___ RECORD EXTRACTS ___
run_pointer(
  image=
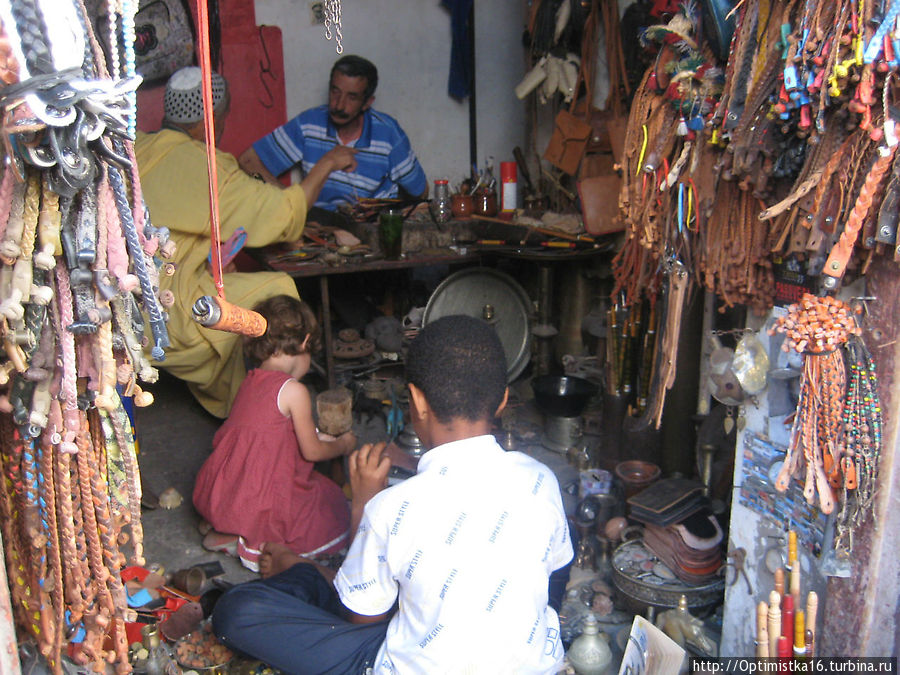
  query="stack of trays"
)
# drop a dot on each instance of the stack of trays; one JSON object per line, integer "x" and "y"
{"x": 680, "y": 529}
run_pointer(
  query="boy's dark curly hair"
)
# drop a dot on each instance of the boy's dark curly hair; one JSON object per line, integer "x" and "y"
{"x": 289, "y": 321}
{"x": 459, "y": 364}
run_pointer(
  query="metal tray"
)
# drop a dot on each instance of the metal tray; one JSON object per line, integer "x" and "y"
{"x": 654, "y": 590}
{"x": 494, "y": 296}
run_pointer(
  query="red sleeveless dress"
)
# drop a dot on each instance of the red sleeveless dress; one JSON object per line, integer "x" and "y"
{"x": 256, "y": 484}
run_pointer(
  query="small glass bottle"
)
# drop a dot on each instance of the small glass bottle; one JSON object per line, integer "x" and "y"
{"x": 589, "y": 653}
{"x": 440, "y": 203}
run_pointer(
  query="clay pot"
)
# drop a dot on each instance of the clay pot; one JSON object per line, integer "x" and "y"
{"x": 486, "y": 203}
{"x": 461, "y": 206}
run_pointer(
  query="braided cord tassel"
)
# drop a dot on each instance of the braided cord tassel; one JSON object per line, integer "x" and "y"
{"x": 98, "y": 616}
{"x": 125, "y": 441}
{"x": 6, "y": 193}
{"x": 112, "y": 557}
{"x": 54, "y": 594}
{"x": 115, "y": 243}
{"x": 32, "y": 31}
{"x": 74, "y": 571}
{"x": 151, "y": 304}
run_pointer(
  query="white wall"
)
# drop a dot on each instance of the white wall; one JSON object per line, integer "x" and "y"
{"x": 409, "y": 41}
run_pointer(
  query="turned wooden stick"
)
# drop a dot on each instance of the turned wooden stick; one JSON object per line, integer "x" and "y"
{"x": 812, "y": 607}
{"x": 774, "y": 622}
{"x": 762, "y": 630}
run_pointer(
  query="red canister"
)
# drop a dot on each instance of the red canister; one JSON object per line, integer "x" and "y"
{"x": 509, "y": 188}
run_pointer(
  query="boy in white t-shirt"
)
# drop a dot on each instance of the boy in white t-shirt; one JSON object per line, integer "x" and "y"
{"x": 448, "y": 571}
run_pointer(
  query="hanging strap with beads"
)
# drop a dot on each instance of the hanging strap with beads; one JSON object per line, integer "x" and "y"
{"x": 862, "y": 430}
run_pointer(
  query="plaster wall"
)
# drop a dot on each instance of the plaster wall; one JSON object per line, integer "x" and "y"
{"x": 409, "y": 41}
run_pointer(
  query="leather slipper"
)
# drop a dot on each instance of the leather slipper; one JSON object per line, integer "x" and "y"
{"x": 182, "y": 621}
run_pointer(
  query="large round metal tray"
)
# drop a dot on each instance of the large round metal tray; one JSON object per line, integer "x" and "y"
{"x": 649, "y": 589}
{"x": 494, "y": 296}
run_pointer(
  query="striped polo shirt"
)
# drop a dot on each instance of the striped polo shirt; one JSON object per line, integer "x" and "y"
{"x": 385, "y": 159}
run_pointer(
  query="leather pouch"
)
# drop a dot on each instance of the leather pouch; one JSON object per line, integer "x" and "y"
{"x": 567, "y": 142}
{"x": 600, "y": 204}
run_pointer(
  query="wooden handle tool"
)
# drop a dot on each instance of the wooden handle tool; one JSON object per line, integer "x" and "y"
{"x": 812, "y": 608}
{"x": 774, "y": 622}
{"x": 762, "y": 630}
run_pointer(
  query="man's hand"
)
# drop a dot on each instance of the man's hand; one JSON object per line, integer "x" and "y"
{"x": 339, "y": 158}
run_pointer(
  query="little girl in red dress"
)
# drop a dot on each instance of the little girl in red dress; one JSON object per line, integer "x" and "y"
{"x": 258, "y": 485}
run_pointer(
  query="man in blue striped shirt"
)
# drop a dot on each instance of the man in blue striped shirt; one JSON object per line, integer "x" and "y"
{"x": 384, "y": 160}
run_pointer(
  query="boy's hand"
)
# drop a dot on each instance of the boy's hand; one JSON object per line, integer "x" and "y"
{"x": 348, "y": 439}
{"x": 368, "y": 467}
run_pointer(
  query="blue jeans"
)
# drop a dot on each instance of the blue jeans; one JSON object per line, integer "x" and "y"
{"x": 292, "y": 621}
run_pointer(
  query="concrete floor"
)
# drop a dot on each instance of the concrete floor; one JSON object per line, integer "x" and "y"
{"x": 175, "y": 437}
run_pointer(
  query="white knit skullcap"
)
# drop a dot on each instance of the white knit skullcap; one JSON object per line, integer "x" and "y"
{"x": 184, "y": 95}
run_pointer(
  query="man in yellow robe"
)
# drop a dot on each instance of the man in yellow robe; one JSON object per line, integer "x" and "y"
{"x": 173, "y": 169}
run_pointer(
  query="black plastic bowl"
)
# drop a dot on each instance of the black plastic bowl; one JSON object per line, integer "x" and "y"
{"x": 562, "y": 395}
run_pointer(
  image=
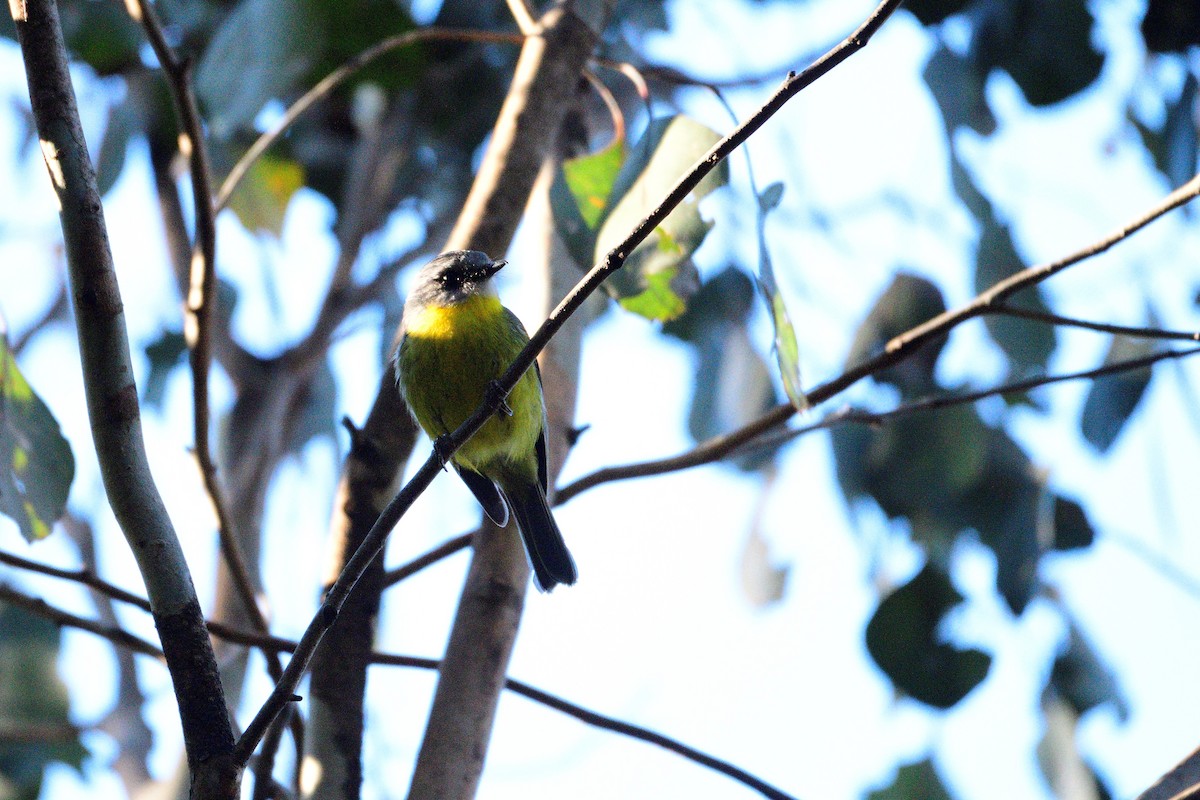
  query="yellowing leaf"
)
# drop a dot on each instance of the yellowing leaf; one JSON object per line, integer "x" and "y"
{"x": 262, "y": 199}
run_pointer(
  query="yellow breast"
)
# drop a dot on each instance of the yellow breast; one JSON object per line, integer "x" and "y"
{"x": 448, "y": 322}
___
__PROBLEM REQUIREMENTS__
Reproduce all of the entries word for word, skipping any pictures they hold.

__SOLUTION TO THIS TASK__
run_pointer(
  image=
  query="stack of trays"
)
# drop a dot on each instance of the stack of trays; one JSON object per line, integer "x" and "y"
{"x": 680, "y": 529}
run_pointer(
  query="boy's dark curly hair"
)
# drop a dot on each instance of the boy's dark curly hair; one JSON object per line, integer "x" and "y"
{"x": 289, "y": 321}
{"x": 459, "y": 364}
run_pointer(
  query="metal tray"
)
# drop a dot on each instance of the metal tray; one JSON object per line, integer "x" and "y"
{"x": 654, "y": 590}
{"x": 494, "y": 296}
run_pointer(
  query="red sleeveless dress"
)
# drop a dot on each instance of the red sleeveless dress; one JSON object per line, integer "x" and "y"
{"x": 256, "y": 484}
run_pointer(
  query="small glass bottle"
)
# drop a dot on each instance of the small glass bottle; one JSON object per line, integer "x" and "y"
{"x": 589, "y": 653}
{"x": 440, "y": 203}
run_pointer(
  query="clay pot"
)
# drop a dot on each instance of the clay pot; one JSON object per line, integer "x" and "y"
{"x": 486, "y": 203}
{"x": 461, "y": 206}
run_pointer(
  query="braided cord tassel"
)
# drop a dot on each instance of the braided cord tassel; one JSON object per line, integer "x" and "y"
{"x": 98, "y": 616}
{"x": 125, "y": 441}
{"x": 6, "y": 193}
{"x": 112, "y": 557}
{"x": 54, "y": 594}
{"x": 115, "y": 243}
{"x": 32, "y": 31}
{"x": 74, "y": 571}
{"x": 151, "y": 304}
run_pointer(
  query="white wall"
)
# drop a dot on each instance of the white wall; one JSON object per line, integer "x" and "y"
{"x": 409, "y": 41}
run_pointer(
  query="turned wooden stick"
)
# drop a dot on each instance of the turned wooden stick; one JSON object per line, integer "x" and "y"
{"x": 812, "y": 607}
{"x": 774, "y": 622}
{"x": 762, "y": 630}
run_pointer(
  query="red canister"
)
# drop a dot on each instance of the red canister; one JSON object per line, integer "x" and "y"
{"x": 509, "y": 188}
run_pointer(
  query="boy in white t-shirt"
)
# drop a dot on each instance of the boy in white t-shirt; one JSON object per line, integer "x" and "y"
{"x": 448, "y": 571}
run_pointer(
  query="hanging strap with beads"
)
# drop a dot on each instance of the hanging strap with beads; one JSON object per line, integer "x" and "y"
{"x": 862, "y": 430}
run_pointer(
  query="plaster wall"
)
# drop a dot on each instance of the plaster wall; one JSON object per line, integer "x" and "y"
{"x": 409, "y": 41}
run_pointer(
  query="leather slipper"
)
# drop a dot on each instance of the leather slipper; one JSON object per line, integer "x" and "y"
{"x": 182, "y": 621}
run_pointer(
  query="large round metal tray"
)
# drop a dot on each instance of the large round metal tray; one JSON object per line, integer "x" and "y"
{"x": 649, "y": 589}
{"x": 494, "y": 296}
run_pointer(
  query="striped polo shirt"
)
# drop a dot on each instance of the striped polo shirt; one JSON object per line, integer "x" and "y"
{"x": 385, "y": 159}
run_pointer(
  query="leather pouch"
)
# drop a dot on each instance of the leather pouch; one JSON object per line, integer "x" and "y"
{"x": 567, "y": 142}
{"x": 600, "y": 204}
run_pointer(
  query="wooden handle tool"
)
# drop a dot on each instance of the wooden handle tool; one JSON object per line, integer "x" and "y"
{"x": 812, "y": 608}
{"x": 774, "y": 622}
{"x": 762, "y": 630}
run_pointer(
  query="man's hand"
)
# drop a dot on each instance of the man's hand; one JSON object per line, integer "x" and "y"
{"x": 339, "y": 158}
run_pointer(
  query="little girl in red dress"
)
# drop a dot on each instance of the little girl in red dress; one JSON object per line, integer "x" and "y"
{"x": 258, "y": 485}
run_pointer(
  query="man in blue striped shirt"
)
# drop a dot on each instance of the man in blue striped shirt; one JSON object per line, integer "x" and "y"
{"x": 384, "y": 160}
run_pointer(
  query="boy's hand"
)
# drop a dot on each instance of the boy's hand; one JSON object per line, integer "x" and "y"
{"x": 348, "y": 439}
{"x": 368, "y": 467}
run_pointer(
  query="blue jeans"
)
# drop a dot on each instance of the blue jeans; one JSON object per line, integer "x" and "y"
{"x": 292, "y": 621}
run_pointer(
  query="concrete floor"
)
# drop a dot on each instance of the concrete floor; one JSON object per line, integer "x" and "y"
{"x": 175, "y": 437}
run_pointer(
  query="white knit skullcap"
)
# drop a dot on each instance of the white knit skullcap; one JSON object per line, integer "x" and "y"
{"x": 184, "y": 95}
run_pointer(
  query="man in yellow robe"
)
# drop a dot on each instance of the man in yellow robe; one JSON object per line, integer "x" and "y"
{"x": 173, "y": 169}
run_pointer(
  query="black plastic bowl"
)
# drop a dot on each instance of the black plastic bowl; one JSON object per line, integer "x" and "y"
{"x": 562, "y": 395}
run_pointer(
  image=
  query="yellowing leaf"
)
# drop a dot on each instance of the yellowing leaf; one JSON object per line, integer "x" and "y"
{"x": 262, "y": 199}
run_pointer(
  query="yellow breast"
)
# drop a dot on each instance of the yellow breast; one JSON object per line, integer "x" and "y"
{"x": 448, "y": 322}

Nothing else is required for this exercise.